◆ REQUIRED TASK A
Reproduce the stretch of the weather notebook excerpt below from "# clean weather" through "scatter_plotly(df_daily, feat_x=feat_x, feat_y=feat_y)".
◆ REQUIRED TASK B
Translate this sentence from the weather notebook excerpt below into Spanish: "When the pipeline above is complete, the following script should plot a daily max temp scatter for Boston:"
◆ REQUIRED TASK C
In the weather notebook excerpt below, rewrite the docstring that begins "returns weather data from one location via onecall" as a short list that keeps its main facts.

◆ EXCERPT PROVIDED
-- start --
When the pipeline above is complete, the following script should plot a daily max temp scatter for Boston:

In [None]:
# this code won't work because the functions above are all empty
# inputs
feat_x = 'date'
feat_y = 'temp_max'
latlon_tuple = -42, 70
units = 'imperial'
api_key = 'd36fa352ac73226b30772f64675f41bb'

# get data
weather_dict = openweather_onecall(latlon_tuple, 
                                   units=units,
                                   api_key=api_key)

# clean weather dict (make dataframe from dict, process timestamps etc)
df_daily = get_clean_df_daily(weather_dict['daily'])

# make scatter
f_html = scatter_plotly(df_daily, feat_x=feat_x, feat_y=feat_y)

# Let's go **SLOWLY** through this solution

In [None]:
import requests
import json
from datetime import datetime
import pandas as pd
import plotly
import plotly.express as px

def openweather_onecall(latlon_tuple, api_key, units='imperial'):
    """ returns weather data from one location via onecall
    
    https://openweathermap.org/api/one-call-api 
    
    Args:
        latlon_tuple (tuple): first element is lattitude,
            second is longitude
        api_key (str): API key required to access data
        units (str): 'imperial', 'standard', 'metric'
        
    Returns:
        weather_dict (dict): a nested dictionary (tree) which
            contains weather data
    """
-- end --
◆ LISTED ENTRIES
-- start --
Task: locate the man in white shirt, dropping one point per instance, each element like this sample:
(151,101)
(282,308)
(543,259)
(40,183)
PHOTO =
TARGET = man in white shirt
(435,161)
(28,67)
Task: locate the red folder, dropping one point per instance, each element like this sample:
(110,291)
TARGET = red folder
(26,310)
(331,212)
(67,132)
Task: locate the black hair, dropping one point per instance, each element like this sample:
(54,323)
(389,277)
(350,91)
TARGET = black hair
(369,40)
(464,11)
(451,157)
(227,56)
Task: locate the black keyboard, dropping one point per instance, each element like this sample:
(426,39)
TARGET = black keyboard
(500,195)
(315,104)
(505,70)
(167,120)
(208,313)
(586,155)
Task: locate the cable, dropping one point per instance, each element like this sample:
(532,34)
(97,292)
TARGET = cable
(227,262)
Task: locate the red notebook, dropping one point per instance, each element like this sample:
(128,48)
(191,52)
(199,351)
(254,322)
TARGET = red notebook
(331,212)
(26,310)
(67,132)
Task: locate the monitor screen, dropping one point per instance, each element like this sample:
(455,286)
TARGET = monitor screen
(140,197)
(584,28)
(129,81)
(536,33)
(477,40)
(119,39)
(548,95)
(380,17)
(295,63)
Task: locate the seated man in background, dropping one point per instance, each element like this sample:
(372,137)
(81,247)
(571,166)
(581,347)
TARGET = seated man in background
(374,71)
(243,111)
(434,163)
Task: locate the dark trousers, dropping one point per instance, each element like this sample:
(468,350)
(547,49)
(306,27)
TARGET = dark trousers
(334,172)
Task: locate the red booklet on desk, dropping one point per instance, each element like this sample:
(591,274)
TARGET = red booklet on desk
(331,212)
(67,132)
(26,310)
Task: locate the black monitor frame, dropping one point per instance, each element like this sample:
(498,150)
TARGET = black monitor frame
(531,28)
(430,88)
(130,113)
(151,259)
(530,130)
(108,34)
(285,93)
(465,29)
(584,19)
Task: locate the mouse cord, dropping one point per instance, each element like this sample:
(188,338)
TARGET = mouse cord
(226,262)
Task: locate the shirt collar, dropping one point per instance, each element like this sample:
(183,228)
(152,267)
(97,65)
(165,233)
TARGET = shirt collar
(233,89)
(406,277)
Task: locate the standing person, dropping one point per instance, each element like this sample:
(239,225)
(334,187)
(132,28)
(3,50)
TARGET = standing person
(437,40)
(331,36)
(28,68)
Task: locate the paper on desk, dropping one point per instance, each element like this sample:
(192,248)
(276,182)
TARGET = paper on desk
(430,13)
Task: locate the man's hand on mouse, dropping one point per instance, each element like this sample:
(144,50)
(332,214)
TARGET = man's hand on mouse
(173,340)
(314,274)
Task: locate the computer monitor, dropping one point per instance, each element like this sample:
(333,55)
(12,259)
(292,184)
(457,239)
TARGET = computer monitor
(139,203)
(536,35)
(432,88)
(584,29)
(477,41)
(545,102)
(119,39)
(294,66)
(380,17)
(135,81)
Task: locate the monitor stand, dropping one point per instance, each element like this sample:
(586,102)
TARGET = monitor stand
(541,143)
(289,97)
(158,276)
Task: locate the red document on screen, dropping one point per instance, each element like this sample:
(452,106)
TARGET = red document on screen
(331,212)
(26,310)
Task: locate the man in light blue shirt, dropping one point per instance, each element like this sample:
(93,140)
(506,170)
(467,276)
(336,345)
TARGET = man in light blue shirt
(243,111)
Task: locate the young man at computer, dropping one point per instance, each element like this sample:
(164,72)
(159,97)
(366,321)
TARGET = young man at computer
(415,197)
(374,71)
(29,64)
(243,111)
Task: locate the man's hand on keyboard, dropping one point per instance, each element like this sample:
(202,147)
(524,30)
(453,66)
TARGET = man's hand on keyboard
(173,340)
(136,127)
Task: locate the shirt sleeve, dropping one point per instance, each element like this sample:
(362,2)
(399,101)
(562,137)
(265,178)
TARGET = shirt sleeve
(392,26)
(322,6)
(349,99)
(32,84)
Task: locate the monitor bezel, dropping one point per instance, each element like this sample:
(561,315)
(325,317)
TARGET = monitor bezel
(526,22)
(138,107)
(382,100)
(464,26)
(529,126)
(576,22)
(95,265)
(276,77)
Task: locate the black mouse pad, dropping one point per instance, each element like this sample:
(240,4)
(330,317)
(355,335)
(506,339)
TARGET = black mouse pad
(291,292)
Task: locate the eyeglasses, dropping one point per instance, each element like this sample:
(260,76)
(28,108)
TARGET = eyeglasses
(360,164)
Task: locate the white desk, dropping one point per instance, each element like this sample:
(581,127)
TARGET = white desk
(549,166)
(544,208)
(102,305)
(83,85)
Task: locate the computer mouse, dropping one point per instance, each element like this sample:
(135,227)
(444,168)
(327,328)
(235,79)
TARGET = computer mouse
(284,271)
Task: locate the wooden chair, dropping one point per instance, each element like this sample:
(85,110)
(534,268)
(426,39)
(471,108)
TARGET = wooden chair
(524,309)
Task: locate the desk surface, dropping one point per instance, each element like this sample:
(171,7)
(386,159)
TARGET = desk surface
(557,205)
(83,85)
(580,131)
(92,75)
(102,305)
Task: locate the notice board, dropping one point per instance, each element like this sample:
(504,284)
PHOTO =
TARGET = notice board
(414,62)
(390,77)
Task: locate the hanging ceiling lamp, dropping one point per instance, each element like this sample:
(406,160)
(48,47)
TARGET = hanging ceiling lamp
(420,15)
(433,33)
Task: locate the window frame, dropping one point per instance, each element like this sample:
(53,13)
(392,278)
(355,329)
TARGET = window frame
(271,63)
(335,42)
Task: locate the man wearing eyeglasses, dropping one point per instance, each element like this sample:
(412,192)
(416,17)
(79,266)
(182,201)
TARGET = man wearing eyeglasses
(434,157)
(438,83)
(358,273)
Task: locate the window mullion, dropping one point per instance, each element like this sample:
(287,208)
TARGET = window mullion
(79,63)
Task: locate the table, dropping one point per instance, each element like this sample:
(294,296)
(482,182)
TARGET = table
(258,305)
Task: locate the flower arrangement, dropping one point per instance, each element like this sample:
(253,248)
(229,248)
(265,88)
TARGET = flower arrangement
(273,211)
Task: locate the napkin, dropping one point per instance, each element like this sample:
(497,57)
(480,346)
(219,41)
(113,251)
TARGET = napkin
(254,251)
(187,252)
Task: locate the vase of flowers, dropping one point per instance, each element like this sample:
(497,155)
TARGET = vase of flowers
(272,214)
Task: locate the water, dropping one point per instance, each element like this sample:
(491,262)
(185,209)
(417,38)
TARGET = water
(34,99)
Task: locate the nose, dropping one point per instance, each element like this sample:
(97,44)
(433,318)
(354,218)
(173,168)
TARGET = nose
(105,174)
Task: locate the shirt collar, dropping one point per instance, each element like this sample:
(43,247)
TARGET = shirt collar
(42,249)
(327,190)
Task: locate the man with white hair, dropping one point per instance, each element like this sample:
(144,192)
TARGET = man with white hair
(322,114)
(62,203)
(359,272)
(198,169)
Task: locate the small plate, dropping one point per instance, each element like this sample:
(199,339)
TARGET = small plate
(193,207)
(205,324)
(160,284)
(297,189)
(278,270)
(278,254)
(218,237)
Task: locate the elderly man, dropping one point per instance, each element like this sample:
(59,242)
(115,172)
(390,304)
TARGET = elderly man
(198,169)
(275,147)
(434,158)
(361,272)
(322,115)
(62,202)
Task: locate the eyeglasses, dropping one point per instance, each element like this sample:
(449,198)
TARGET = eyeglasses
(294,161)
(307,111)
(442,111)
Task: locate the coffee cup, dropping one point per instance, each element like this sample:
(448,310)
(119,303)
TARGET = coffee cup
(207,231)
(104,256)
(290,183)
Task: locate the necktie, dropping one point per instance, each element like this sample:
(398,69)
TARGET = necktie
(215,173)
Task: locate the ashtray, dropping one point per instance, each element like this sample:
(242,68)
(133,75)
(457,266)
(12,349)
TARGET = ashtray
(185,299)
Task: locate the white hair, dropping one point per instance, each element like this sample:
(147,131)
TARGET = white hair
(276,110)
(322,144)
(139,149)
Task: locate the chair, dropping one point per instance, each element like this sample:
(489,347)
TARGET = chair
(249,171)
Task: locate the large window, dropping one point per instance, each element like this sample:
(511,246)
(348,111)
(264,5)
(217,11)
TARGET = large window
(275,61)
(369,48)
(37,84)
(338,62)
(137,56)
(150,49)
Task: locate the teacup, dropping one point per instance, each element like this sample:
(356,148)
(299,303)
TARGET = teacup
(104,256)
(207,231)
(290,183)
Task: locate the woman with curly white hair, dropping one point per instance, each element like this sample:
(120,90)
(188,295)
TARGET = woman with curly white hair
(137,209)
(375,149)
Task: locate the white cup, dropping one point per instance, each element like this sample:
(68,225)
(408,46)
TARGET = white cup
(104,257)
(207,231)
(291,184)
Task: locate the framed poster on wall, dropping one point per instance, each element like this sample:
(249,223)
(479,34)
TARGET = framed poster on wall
-- end --
◆ RESULT A
# clean weather dict (make dataframe from dict, process timestamps etc)
df_daily = get_clean_df_daily(weather_dict['daily'])

# make scatter
f_html = scatter_plotly(df_daily, feat_x=feat_x, feat_y=feat_y)

◆ RESULT B
Cuando el pipeline anterior esté completo, el siguiente script debería trazar un diagrama de dispersión de la temperatura máxima diaria para Boston:

◆ RESULT C
- Purpose: returns weather data for one location via the One Call API (https://openweathermap.org/api/one-call-api).
- latlon_tuple (tuple): the first element is latitude and the second is longitude.
- api_key (str): the API key required to access the data.
- units (str): 'imperial', 'standard', or 'metric'.
- Returns weather_dict (dict): a nested dictionary (tree) containing weather data.